> [DOCUMENT TEXT]
File with the CPIO at the relevant PSPCL sub-division or division office for operational and billing queries. For scheme-level or policy-level queries, file with the CPIO at the relevant PSPCL circle or corporate office.
Punjab Police: FIR Status and Station Records
Punjab Police is a Punjab state body — second appeals go to the PSIC.
RTI applications to Punjab Police that are commonly useful:
- FIR registration: Whether an FIR has been registered on the basis of a specific complaint, the FIR number, the date of registration, and the sections under which it was registered.
- FIR status: The current status of a registered FIR — whether it is under investigation, has been chargesheeted, closed with a cancellation report, or is otherwise pending.
- Police station records: Duty registers, general diary (Roznamcha) entries, and records of complaints received at a specific police station — subject to exemptions.
The key exemption to be aware of: Section 8(1)(h) of the RTI Act exempts from disclosure information that would impede the process of investigation or apprehension or prosecution of offenders. This means that for an ongoing criminal investigation, the police can legitimately decline to disclose specific investigation files, witness statements, and case details that could prejudice the prosecution. However, this exemption does not extend to basic factual information like whether an FIR exists, the FIR number, and the sections registered — these are administrative facts, not investigative details.
File with the CPIO at the relevant police station for station-level records. For district-level queries, file with the CPIO at the District Police (SSP) office.

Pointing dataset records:
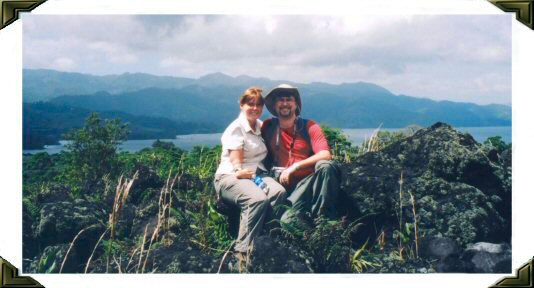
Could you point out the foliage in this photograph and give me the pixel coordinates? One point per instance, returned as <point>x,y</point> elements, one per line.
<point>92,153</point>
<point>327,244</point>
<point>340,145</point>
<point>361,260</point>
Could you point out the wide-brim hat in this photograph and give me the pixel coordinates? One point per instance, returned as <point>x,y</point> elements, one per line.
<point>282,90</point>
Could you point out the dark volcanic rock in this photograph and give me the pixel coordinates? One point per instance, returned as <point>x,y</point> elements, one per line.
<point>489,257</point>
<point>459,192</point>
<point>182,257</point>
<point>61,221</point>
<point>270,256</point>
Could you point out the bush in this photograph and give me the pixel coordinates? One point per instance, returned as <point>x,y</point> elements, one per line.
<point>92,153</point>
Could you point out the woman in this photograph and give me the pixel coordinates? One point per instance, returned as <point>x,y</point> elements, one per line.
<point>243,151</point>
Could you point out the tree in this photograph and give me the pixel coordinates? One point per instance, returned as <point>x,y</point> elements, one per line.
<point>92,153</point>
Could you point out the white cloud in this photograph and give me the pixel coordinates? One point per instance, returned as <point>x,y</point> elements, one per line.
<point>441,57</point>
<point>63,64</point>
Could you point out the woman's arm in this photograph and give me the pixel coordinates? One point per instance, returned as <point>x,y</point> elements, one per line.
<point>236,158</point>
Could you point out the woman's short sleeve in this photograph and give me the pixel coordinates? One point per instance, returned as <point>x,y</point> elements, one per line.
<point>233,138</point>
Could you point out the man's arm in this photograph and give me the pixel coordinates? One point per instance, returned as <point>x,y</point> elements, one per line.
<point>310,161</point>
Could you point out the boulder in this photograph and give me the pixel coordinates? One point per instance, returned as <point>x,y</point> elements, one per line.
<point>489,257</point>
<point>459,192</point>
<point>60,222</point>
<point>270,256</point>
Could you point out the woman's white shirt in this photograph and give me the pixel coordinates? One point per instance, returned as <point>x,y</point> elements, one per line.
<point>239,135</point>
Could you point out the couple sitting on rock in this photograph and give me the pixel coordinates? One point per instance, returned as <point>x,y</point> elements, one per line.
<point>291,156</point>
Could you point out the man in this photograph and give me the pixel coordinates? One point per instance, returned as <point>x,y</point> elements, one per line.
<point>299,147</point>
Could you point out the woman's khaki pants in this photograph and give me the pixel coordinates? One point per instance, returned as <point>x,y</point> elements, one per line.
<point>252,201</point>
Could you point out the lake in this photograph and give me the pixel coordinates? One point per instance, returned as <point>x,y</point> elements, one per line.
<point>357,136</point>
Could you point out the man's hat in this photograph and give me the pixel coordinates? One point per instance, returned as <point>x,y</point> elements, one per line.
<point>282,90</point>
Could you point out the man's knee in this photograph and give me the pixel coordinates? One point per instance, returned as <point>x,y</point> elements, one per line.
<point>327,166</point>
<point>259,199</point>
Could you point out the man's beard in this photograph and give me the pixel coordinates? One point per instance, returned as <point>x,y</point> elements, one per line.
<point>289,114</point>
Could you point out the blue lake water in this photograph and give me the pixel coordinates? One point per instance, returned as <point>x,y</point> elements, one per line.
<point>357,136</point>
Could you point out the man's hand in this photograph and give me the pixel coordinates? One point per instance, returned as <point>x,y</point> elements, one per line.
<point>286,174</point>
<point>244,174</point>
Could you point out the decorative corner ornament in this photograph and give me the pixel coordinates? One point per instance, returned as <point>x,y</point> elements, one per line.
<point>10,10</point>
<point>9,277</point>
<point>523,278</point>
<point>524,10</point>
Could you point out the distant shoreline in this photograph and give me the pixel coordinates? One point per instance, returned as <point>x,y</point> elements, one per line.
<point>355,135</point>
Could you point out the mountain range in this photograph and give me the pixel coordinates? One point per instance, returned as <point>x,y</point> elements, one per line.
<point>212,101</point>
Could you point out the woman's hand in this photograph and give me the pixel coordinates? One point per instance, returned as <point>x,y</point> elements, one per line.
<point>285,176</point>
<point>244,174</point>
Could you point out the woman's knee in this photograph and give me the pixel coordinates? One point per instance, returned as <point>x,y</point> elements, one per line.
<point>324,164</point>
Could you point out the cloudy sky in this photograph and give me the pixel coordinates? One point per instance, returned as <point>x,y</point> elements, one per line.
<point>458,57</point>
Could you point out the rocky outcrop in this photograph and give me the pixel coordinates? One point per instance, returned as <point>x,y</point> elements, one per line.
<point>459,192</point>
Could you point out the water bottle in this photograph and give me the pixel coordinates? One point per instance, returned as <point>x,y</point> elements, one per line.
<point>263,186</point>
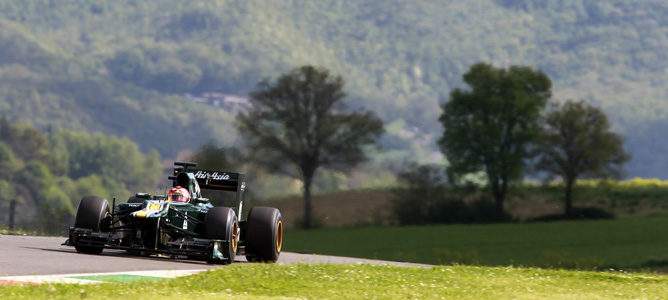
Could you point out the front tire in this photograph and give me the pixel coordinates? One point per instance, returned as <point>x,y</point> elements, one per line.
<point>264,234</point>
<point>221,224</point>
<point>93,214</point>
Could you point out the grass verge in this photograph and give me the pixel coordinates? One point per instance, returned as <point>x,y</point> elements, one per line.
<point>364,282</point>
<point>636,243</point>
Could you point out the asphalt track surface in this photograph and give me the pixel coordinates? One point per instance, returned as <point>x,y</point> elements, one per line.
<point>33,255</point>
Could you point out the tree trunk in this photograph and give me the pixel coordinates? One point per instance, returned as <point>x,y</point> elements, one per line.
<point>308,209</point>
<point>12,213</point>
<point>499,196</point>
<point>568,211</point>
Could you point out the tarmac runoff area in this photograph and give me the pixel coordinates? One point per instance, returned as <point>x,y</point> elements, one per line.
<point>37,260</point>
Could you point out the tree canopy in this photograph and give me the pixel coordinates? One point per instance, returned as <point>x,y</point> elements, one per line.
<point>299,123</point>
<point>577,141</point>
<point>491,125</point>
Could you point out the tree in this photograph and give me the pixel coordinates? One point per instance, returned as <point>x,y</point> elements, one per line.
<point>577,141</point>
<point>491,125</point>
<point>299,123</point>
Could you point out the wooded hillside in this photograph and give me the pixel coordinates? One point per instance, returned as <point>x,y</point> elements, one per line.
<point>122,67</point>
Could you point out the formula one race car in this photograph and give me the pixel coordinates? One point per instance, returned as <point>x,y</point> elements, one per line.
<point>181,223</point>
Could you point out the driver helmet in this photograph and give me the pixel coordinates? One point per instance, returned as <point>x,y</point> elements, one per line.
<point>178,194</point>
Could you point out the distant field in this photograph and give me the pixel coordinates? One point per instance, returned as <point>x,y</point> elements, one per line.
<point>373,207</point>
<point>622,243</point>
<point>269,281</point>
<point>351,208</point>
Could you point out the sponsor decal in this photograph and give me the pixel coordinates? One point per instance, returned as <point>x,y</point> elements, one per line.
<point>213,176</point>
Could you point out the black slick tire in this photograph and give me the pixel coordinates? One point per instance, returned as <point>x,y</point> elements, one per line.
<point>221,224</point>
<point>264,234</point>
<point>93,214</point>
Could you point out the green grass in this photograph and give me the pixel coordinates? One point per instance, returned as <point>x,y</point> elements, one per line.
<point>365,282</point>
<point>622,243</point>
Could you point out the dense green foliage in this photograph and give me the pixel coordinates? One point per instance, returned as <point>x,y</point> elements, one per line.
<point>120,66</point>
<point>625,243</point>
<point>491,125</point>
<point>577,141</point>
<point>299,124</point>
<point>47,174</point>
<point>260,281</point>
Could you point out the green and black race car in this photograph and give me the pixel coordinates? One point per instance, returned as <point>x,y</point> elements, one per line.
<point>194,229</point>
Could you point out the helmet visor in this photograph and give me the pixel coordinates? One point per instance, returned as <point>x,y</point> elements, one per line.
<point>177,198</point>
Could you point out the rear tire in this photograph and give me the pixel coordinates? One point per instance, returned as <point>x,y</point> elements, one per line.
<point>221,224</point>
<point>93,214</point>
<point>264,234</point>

---

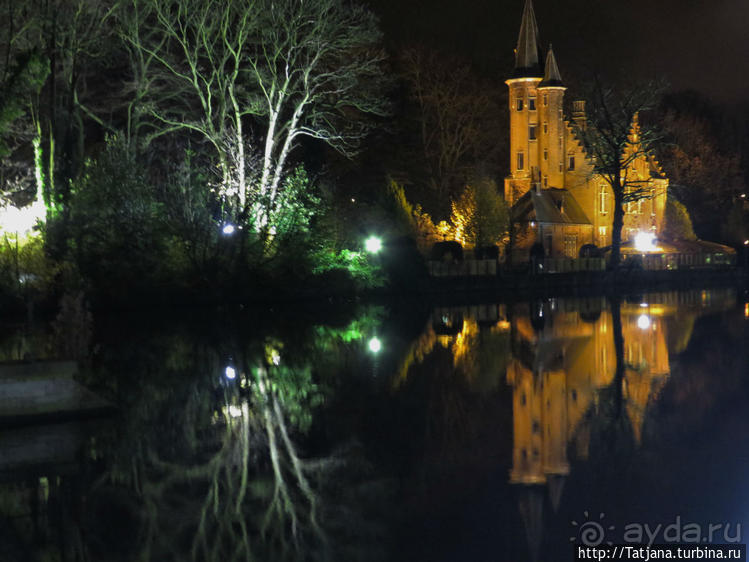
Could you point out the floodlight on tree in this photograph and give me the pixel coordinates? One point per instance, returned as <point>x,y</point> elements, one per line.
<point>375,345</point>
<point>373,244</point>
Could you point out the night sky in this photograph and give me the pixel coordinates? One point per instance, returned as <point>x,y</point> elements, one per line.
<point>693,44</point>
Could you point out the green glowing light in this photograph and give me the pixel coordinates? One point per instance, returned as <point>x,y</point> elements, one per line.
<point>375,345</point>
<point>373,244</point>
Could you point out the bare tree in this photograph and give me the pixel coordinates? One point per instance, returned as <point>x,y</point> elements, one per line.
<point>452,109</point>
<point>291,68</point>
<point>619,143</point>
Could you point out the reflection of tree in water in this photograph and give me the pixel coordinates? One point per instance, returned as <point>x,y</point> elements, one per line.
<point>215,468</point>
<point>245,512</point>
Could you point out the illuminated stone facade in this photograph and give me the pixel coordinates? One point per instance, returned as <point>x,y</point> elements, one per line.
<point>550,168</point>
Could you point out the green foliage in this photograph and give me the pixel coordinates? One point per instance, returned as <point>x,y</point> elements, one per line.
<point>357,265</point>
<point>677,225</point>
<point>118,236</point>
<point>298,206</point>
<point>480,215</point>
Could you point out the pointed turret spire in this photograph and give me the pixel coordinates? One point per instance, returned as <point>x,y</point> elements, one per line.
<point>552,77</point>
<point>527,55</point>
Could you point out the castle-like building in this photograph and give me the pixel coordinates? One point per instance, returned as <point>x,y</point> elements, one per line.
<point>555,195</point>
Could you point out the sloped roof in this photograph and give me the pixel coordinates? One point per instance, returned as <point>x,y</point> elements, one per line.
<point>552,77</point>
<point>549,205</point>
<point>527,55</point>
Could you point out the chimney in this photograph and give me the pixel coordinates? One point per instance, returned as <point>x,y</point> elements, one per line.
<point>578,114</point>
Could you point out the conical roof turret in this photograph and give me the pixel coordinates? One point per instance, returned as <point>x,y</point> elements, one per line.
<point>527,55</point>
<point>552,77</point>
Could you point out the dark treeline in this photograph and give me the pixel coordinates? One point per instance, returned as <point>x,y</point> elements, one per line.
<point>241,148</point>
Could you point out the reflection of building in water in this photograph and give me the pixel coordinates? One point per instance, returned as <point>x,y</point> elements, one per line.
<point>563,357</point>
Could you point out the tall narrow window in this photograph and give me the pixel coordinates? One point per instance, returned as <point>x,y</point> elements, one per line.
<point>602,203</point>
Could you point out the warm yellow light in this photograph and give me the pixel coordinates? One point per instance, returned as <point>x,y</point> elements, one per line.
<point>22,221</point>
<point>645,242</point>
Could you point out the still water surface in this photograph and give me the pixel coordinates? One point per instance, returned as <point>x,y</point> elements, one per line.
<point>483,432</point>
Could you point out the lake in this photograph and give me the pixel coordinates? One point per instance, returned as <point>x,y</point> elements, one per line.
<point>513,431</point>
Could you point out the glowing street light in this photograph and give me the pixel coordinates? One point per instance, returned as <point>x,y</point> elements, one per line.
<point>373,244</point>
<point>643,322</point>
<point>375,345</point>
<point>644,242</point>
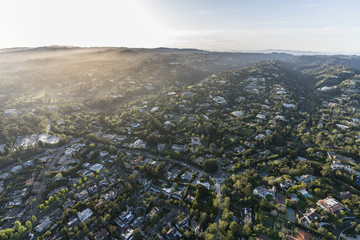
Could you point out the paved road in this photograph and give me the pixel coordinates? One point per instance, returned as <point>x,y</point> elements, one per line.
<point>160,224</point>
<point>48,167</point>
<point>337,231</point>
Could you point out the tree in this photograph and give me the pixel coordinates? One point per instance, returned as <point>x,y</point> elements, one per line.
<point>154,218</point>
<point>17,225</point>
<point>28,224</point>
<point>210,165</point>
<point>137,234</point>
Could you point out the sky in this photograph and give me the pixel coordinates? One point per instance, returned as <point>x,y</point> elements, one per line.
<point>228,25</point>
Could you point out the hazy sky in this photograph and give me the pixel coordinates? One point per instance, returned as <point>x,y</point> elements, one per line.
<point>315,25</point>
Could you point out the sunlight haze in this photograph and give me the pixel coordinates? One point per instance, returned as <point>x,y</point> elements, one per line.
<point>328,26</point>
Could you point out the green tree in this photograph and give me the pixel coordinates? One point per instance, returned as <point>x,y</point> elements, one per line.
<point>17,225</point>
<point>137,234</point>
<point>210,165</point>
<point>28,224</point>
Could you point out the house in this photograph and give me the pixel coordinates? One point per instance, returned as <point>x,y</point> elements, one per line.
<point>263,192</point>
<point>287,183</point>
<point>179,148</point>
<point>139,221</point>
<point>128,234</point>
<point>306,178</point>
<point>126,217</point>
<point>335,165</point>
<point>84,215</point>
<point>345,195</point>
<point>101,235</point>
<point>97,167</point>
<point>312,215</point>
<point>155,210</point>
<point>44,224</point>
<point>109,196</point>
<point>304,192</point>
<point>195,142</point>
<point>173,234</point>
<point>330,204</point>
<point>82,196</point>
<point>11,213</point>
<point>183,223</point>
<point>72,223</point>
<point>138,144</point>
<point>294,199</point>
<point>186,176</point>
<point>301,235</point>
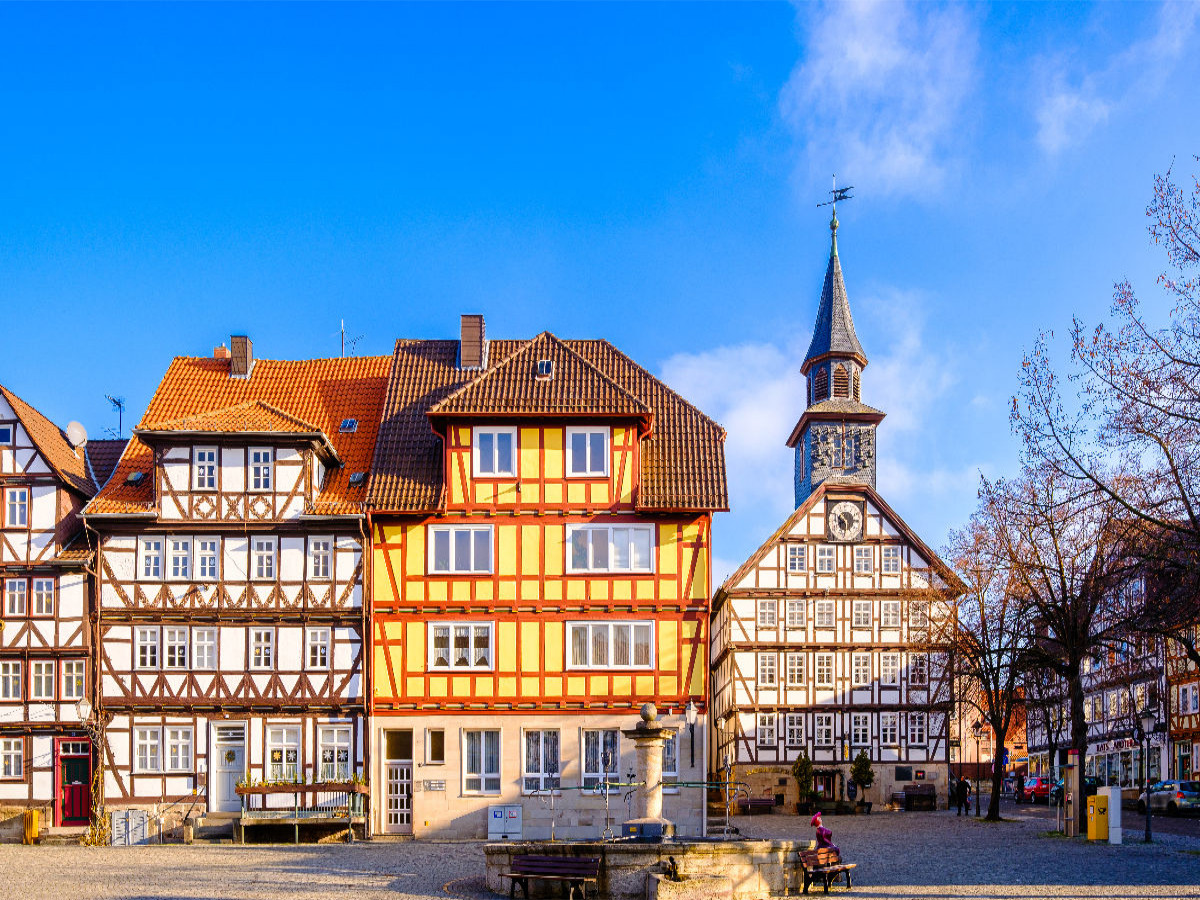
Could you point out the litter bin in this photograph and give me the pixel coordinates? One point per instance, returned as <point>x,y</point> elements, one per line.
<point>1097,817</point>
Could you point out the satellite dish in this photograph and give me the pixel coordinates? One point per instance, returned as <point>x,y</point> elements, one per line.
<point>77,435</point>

> [GIVEN PROBLEM]
Using the text on RTI applications in Punjab, answer these:
(a) Where do second appeals concerning Punjab Police go?
(b) Which section of the RTI Act exempts information that would impede the investigation, apprehension or prosecution of offenders?
(c) With whom should district-level queries to Punjab Police be filed?
These entries have no connection to the text on RTI applications in Punjab.

> [ANSWER FOR THIS EXERCISE]
(a) The PSIC.
(b) Section 8(1)(h).
(c) The CPIO at the District Police (SSP) office.